(Beginning of Passage shown)

For the head of the trauma department at one of America's top pediatric facilities, Chicago's Children's Memorial Hospital, having to notifying parents that their children have been the victims of trauma or identify pediatric Jane Does, is an every day occurrence. But just because they look like they're handling it well, doesn't mean that it ever becomes routine.
When a child comes into the ED without a parent, it's usually the result of an accident or traumatic event. Even though their first priority is to tend to the child's medical needs, their next priority is to identify the child. They need to get his parents or guardian down to the hospital, to give consent for his treatment, provide vital medical history and most importantly, to be at their child's side when he needs them most.
You'd be surprised how often a child is brought into Children's Memorial without anything pointing to his or her identity. Many times it's the result of a car accident, where the parents are injured as well as the child, and are taken to another hospital, while the child is brought to Children's for specialized pediatric treatment. Since children don't have driver's licenses or checkbooks, identifying a child can be challenging.
Just the other day, three children ranging from 8 months to 3 years were brought into the ED after a serious automobile accident.
Their parents, who were in bad shape, were taken to another hospital and the paramedics had no clue about their names, ages or medical history. The trauma team began their medical evaluation and as they always do when dealing with an unidentified child, opened a trauma pack for each, using a patient number to identify them. We estimated their ages, did a full physical description including any identifying marks and clothing, then ordered a full set of x-rays, which helps to identify any conditions or injuries that aren't readily apparent.
The team's biggest asset in this situation was the solid relationships that they've built with police, fire department, and other local hospitals - as they work together to get the children identified as quickly as possible. After a major accident like this, the police and fire department were already in the ED coordinating efforts. With their special emergency landline system they're instantly linked by phone with any local hospital they need to reach. As the team began calling to find out where the children's parents were taken, hospitals began to call them, to say, "I know you're looking for the mom and dad of the accident victims. They're not here," saving them precious time. In this case, we found the hospital relatively quickly and found out that even though the children's parents had been seriously injured, the children's caregiver who had also been in the accident, was fine. The hospital sent her over to Children's and she - and later on the parents - were able to give them all the information they needed to identify and treat the children.
In the case of a completely unidentified child, especially babies, they depend on our procedures. Usually the fire department, police or DCFS dropped the child off, so they are already aware of the situation and have already begun going through the child's clothing and personal effects to gather evidence and identify the child. The trauma team will send the police or paramedics right back to the scene to gather additional information, medicine bottles, names, and to canvass the area. There is almost always someone who saw something. Someone from pastoral care automatically comes down and a social worker will get involved if it looks like any abuse was involved. Together, they take care of figuring out where to go from here, while the team takes care of the child medically.

(End of Passage shown)

> **Tasks for this exercise**:
A. Copy the part of the passage on unidentified children from "Just the other" to "aren't readily apparent.".
B. Answer these questions from the passage on unidentified children:
(i) What was the age range of the three children brought into the ED after the automobile accident?
(ii) What did the trauma team open for each of those children?
(iii) For a completely unidentified child, who automatically comes down?
C. Decide whether each statement agrees with the passage on unidentified children. Answer yes or no, and quote the words from the passage that decide it.
(i) The parents from the automobile accident were brought to Children's Memorial along with their children.
(ii) The children's caregiver came through the accident fine.
(iii) A social worker gets involved in every case of an unidentified child.

(Beginning of Data)

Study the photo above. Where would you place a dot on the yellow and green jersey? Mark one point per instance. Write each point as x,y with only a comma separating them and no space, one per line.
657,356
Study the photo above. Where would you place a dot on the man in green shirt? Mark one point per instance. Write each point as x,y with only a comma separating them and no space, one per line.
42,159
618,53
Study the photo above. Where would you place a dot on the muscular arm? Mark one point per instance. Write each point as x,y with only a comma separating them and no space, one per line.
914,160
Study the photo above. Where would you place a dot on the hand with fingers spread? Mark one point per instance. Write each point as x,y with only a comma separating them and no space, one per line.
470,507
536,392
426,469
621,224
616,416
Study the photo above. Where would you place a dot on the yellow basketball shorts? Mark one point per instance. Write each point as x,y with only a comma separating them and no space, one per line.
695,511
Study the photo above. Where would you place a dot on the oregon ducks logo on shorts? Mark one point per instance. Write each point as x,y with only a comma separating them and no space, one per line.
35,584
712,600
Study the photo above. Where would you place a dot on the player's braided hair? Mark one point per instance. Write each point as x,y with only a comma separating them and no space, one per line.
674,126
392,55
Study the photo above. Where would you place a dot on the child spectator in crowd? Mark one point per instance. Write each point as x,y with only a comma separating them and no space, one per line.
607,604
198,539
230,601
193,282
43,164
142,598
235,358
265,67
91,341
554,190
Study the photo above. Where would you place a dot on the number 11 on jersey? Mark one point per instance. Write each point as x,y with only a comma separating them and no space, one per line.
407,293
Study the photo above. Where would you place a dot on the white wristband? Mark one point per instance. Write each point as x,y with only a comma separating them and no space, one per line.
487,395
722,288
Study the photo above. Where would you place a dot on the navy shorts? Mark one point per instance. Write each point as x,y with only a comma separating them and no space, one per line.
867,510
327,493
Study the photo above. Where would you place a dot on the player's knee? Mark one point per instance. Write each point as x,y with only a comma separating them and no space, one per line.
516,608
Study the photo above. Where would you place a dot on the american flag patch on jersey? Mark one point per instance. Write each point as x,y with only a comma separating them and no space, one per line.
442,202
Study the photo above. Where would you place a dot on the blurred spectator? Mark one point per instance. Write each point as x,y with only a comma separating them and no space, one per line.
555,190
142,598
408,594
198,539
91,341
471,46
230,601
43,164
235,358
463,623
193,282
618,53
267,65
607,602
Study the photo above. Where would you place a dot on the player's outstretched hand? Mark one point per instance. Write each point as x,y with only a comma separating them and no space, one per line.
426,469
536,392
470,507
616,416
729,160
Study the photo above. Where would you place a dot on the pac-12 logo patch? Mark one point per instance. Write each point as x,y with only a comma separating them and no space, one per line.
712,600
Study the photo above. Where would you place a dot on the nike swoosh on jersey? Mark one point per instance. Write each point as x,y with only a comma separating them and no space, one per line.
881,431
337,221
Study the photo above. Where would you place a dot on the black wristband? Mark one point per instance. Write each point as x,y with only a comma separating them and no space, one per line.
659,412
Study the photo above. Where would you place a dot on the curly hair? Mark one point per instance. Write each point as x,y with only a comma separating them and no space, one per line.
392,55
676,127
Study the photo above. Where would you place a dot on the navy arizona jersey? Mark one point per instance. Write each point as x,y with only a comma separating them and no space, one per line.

(End of Data)

> **List of solutions**:
A.
Just the other day, three children ranging from 8 months to 3 years were brought into the ED after a serious automobile accident.
Their parents, who were in bad shape, were taken to another hospital and the paramedics had no clue about their names, ages or medical history. The trauma team began their medical evaluation and as they always do when dealing with an unidentified child, opened a trauma pack for each, using a patient number to identify them. We estimated their ages, did a full physical description including any identifying marks and clothing, then ordered a full set of x-rays, which helps to identify any conditions or injuries that aren't readily apparent.

B.
(i) From 8 months to 3 years.
(ii) A trauma pack.
(iii) Someone from pastoral care.

C.
(i) No: "Their parents, who were in bad shape, were taken to another hospital"
(ii) Yes: "the children's caregiver who had also been in the accident, was fine"
(iii) No: "a social worker will get involved if it looks like any abuse was involved"